▶ **À FAIRE**:
1 – Dans le texte sur le Conseil national de l'alimentation, relevez toutes les catégories de membres qui y représentent la chaîne alimentaire.
2 – Rédigez la suite du texte sur le Conseil national de l'alimentation à partir de l'endroit où il s'arrête.

Alimentation et qualité

1985

Naissance du Conseil national de l’alimentation

Le Conseil national de l’alimentation, créé en 1985, va instaurer un dialogue entre experts et profanes à travers son action de concertation entre ses différents membres, qui représentent la chaîne alimentaire (associations de consommateurs, syndicats de salariés, producteurs agricoles, transformateurs et artisans, distributeurs, restaurateurs, personnalités qualifiées). Les établissements publics de recherche et d’évaluation scientifique, les collectivités territoriales ainsi que les ministères concernés sont membres de droit. Ces inquiétudes rendues inaudibles seront désormais concertées de manière régulière (plusieurs fois par an) entre les membres nommés minimum trois ans, instaurant ainsi un climat de confiance pérenne digne d’un « parlement de l’alimentation » unique en son genre. Placé auprès des ministres chargés de l’Agriculture, de la Consommation et de la Santé, il sera consulté sur la définition de la politique de l’alimentation et donnera des avis à l’attention des décideurs publics et des différents acteurs de la filière alimentaire sur des sujets tels que la qualité alimentaire, un de ses premiers sujets.

Concerter sur la qualité

Les producteurs doivent dorénavant faire face à une demande instable et imprévisible. Le secteur agroalimentaire doit en effet répondre à une demande qualitative et segmentée. En 1980, l’État décide de lancer une grande loi de modernisation agricole axée sur la gestion du risque et la qualité. Plusieurs rapports concourent à construire un dispositif de certifications qui incite les acteurs économiques à développer des systèmes d’« assurance qualité », de « normalisation », de « certification » et d’« autocontrôle ». Cependant, la qualité d’un aliment ne peut résulter que d’un accord entre tous les acteurs, car chacun apporte sa propre définition : l’aliment doit être bon pour le consommateur, résistant pour le transporteur, et rentable pour le producteur. L’aliment est un bien culturel commun qu’il convient de gérer collectivement. Pourtant, la France ne semble pas avoir une politique de l’alimentation propre, mais plutôt différentes politiques de l’alimentation qui évoluent en fonction des compétences de chaque ministère sur des secteurs comme la sécurité sanitaire des aliments, la nutrition, la qualité, etc. L’alimentation, réduite à ses seules dimensions fonctionnelles, impose désormais qu’elle soit réfléchie de façon globale, non limitée à l’aspect réglementaire et technique. La politique publique de l’alimentation ne doit pas se restreindre à l’ingénierie réglementaire. L’idée de créer une interface d’échange entre les consommateurs, les professionnels, les scientifiques et les décideurs publics du domaine de l’alimentation prend forme, et le Conseil national de l’alimentation est installé le 17 juin 1986.

▶ **DONNÉES**:
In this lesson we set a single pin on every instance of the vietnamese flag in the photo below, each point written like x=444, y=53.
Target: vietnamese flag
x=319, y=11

▶ **RÉPONSES**:
1 – associations de consommateurs, syndicats de salariés, producteurs agricoles, transformateurs et artisans, distributeurs, restaurateurs, personnalités qualifiées

2 –
À cette époque charnière qui est celle de l’ouverture de l’économie nationale, les politiques publiques de l’alimentation se complexifient. C’est une époque où se construisent des institutions autour des sujets de consommation et d’alimentation. La DGCCRF (Direction générale de la concurrence, de la consommation et de la répression des fraudes), rattachée au ministère chargé de la Consommation, est constituée et correspond à la création d’un instrument administratif fort qui va accompagner les autres administrations mobilisées pour la mise en œuvre des politiques publiques de l’alimentation (DGAL, Direction générale de l’alimentation, et DGS, Direction générale de la santé). En parallèle sont instaurées des instances de réflexion, de concertation et de dialogue, afin que les administrations puissent faire valoir leurs points de vue, mais aussi être appelées à rendre des comptes. L’aliment est discuté dans différents conseils, comme le Conseil national de la consommation (1983), le Conseil de la concurrence (1986), le Conseil national de l’alimentation (1986). Ces conseils constituent des lieux d’échanges entre la société et l’État.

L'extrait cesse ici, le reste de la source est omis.